Extract provided
# # # #

For $\alpha\in(0^\circ;90^\circ)$ simplify $E=\frac{\sin^2\alpha}{\sin\alpha-\cos\alpha}-\frac{\sin\alpha+\cos\alpha}{\tan^2\alpha-1}$

Question

For $\alpha\in(0^\circ;90^\circ)$ simplify $E=\dfrac{\sin^2\alpha}{\sin\alpha-\cos\alpha}-\dfrac{\sin\alpha+\cos\alpha}{\tan^2\alpha-1}.$

My try: $E=\dfrac{\sin^2\alpha}{\sin\alpha-\cos\alpha}-\dfrac{\sin\alpha+\cos\alpha}{\dfrac{\sin^2\alpha-\cos^2\alpha}{\cos^2\alpha}}=\dfrac{\sin^2\alpha}{\sin\alpha-\cos\alpha}-\dfrac{\sin\alpha\cdot\cos^2\alpha+\cos^3\alpha}{\sin^2\alpha-\cos^2\alpha}.$ Is there a better approach? Thank you in advance!

Answer 1

$$\dfrac{\sin^2\alpha}{\sin\alpha-\cos\alpha}-\dfrac{\sin\alpha+\cos\alpha}{\tan^2\alpha-1}=\dfrac{\sin^2\alpha}{\sin\alpha-\cos\alpha}-\dfrac{\cos^2\alpha(\sin\alpha+\cos\alpha)}{\sin^2\alpha-\cos^2\alpha}=$$ $$=\dfrac{\sin^2\alpha}{\sin\alpha-\cos\alpha}-\dfrac{\cos^2\alpha}{\sin\alpha-\cos\alpha}=\sin\alpha+\cos\alpha.$$

# # # #

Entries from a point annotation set
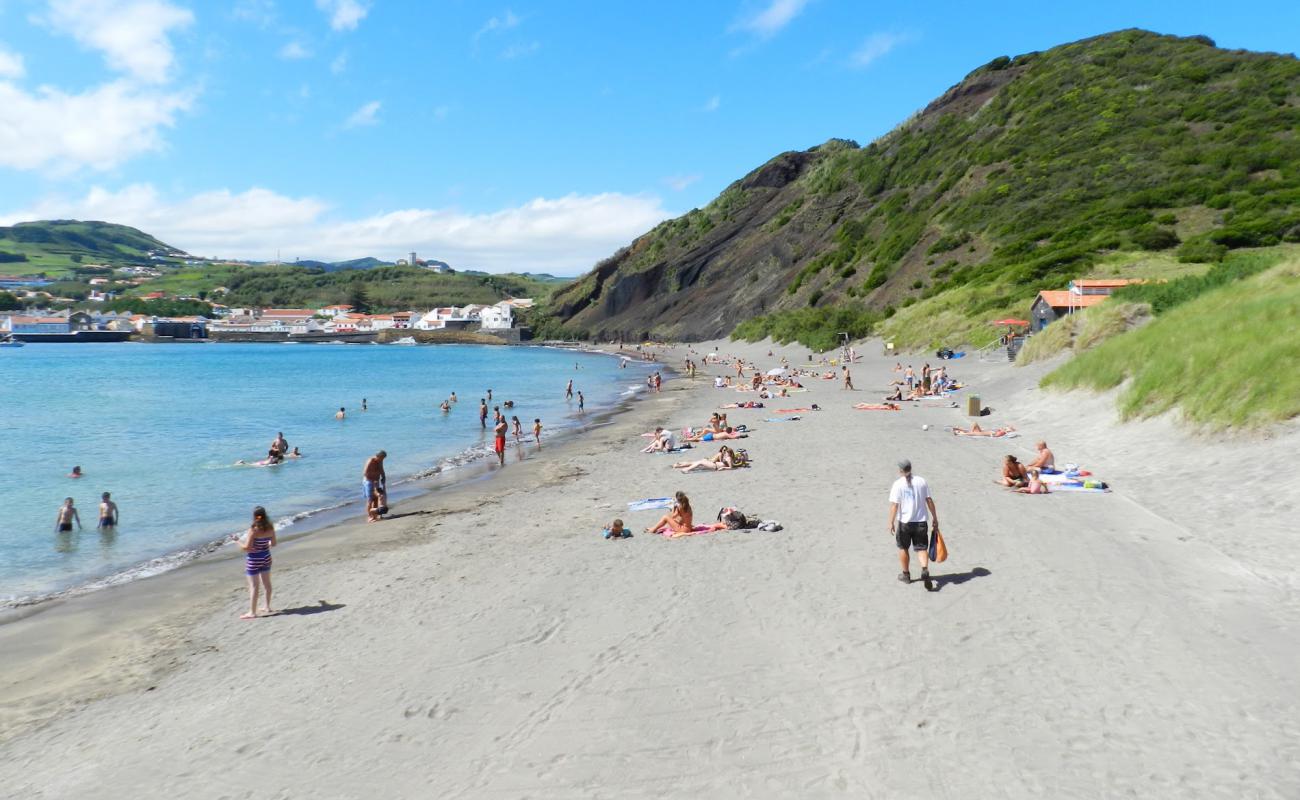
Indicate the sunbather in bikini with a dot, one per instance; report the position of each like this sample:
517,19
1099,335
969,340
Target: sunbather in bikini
1013,474
723,461
976,431
1035,487
680,519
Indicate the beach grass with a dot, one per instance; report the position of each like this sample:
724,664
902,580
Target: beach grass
1083,331
1230,358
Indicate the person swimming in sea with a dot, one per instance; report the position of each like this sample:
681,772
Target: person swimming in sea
66,517
108,513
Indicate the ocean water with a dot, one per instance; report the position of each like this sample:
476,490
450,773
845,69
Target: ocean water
163,426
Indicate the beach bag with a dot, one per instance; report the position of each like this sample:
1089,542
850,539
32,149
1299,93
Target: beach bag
937,549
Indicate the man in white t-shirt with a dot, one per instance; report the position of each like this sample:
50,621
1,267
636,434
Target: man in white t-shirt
910,511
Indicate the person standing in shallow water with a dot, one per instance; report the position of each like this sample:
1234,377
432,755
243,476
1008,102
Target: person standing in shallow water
256,544
499,440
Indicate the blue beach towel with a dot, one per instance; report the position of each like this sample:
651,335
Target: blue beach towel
650,504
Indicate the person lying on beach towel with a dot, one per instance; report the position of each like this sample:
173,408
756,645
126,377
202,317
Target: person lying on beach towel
707,436
723,461
976,431
679,519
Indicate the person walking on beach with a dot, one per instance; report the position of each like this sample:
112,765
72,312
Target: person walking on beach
911,509
107,511
256,544
373,483
498,444
66,515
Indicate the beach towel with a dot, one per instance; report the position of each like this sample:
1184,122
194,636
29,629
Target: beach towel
1078,488
650,504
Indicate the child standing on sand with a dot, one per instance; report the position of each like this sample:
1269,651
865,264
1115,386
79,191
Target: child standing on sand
256,544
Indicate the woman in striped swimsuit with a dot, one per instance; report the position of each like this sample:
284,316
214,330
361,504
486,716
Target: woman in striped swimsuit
256,545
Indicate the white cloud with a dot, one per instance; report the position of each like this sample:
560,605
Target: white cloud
680,182
11,64
876,46
134,35
564,234
98,128
294,51
771,18
505,21
521,50
367,115
343,14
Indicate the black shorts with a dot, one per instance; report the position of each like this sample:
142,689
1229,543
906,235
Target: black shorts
917,533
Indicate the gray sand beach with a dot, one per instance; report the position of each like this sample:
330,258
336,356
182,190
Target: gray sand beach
489,643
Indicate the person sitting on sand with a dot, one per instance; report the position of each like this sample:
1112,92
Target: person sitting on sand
1044,459
723,461
976,431
616,531
1035,485
1013,472
662,441
679,519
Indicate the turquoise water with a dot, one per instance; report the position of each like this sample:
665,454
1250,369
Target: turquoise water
163,426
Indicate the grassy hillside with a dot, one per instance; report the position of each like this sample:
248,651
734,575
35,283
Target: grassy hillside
60,246
1031,171
1226,358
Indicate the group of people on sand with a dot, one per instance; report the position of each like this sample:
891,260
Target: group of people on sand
1027,478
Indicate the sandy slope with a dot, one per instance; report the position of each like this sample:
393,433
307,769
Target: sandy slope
492,644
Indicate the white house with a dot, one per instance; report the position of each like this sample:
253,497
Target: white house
497,318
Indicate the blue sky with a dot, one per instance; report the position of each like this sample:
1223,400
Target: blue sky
502,135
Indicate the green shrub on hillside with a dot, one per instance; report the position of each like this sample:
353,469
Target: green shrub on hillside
1227,358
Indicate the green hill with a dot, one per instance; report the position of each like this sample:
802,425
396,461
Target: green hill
59,246
1028,172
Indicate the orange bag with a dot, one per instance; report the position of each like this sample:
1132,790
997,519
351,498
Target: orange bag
937,549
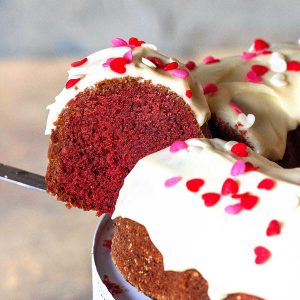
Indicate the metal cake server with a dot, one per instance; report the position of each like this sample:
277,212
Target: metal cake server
23,178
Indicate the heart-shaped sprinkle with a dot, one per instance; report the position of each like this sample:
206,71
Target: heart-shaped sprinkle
128,57
148,63
262,254
71,82
118,65
234,209
230,186
210,60
177,146
238,168
172,181
245,121
194,185
277,62
240,149
118,42
180,73
260,44
250,167
248,55
210,88
171,66
190,65
157,61
189,93
293,65
251,76
235,107
210,199
266,184
274,228
260,70
78,63
278,80
134,42
249,201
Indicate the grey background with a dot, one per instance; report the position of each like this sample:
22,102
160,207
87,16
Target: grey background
184,27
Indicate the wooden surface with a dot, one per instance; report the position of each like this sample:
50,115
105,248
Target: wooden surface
45,248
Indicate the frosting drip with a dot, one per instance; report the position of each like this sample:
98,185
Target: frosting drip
97,67
262,83
173,194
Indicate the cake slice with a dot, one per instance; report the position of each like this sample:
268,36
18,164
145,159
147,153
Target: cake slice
118,105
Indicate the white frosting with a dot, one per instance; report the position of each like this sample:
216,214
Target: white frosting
274,101
219,245
93,71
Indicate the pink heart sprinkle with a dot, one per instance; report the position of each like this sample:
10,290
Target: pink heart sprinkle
248,55
180,73
235,107
118,42
251,76
210,60
128,56
172,181
107,63
239,167
210,88
234,209
178,145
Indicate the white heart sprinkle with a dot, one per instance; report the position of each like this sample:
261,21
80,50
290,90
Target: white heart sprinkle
246,121
148,63
278,80
150,46
228,146
277,62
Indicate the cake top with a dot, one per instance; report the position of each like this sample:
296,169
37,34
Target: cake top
134,58
222,209
257,93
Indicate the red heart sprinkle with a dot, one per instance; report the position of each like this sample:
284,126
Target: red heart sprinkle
262,254
260,44
240,149
248,201
158,62
250,167
210,88
118,65
194,185
190,65
259,69
170,66
293,65
133,41
79,62
189,93
210,199
72,82
230,186
274,228
266,184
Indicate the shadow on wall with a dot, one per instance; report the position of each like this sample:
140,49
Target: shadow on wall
58,28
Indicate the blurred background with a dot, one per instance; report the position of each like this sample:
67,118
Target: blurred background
45,248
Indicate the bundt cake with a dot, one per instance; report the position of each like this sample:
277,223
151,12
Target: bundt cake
118,105
254,98
209,219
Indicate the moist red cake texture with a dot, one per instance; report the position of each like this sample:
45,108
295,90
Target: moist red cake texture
104,131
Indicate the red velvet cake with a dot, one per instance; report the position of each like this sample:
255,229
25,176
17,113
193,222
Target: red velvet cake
118,105
254,98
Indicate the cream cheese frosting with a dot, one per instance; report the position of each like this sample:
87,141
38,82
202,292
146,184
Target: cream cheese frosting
96,67
263,107
224,239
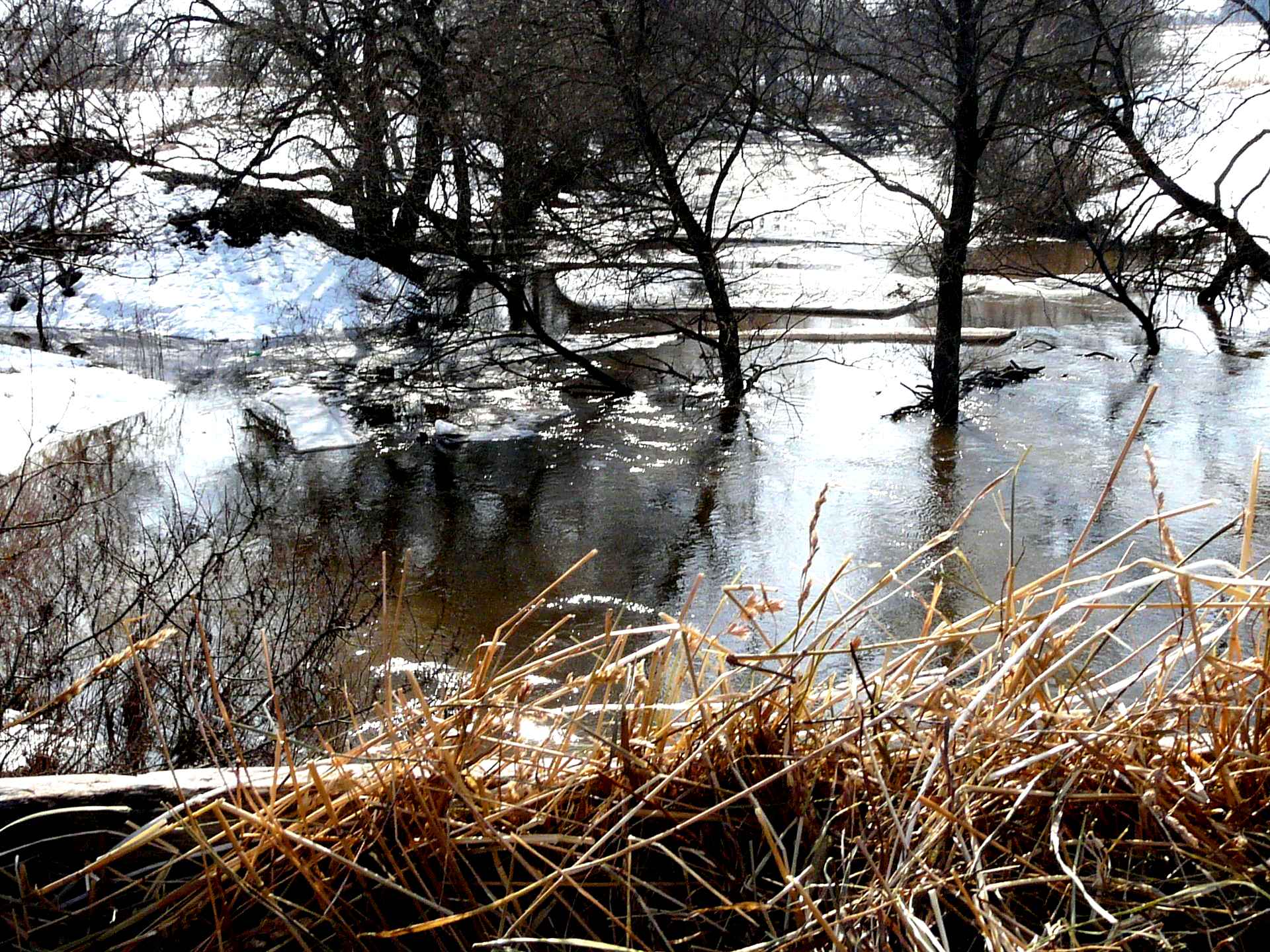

# # # #

What you have to do
Answer these questions about the trigonometry thread:
1. What interval is α restricted to in the question?
2. After showing an attempt, what does the asker want to know?
3. What simplified result for E does Answer 1 reach?
The records play no part in the tasks.

Response
1. α lies between 0° and 90°.
2. Whether there is a better approach.
3. sin α + cos α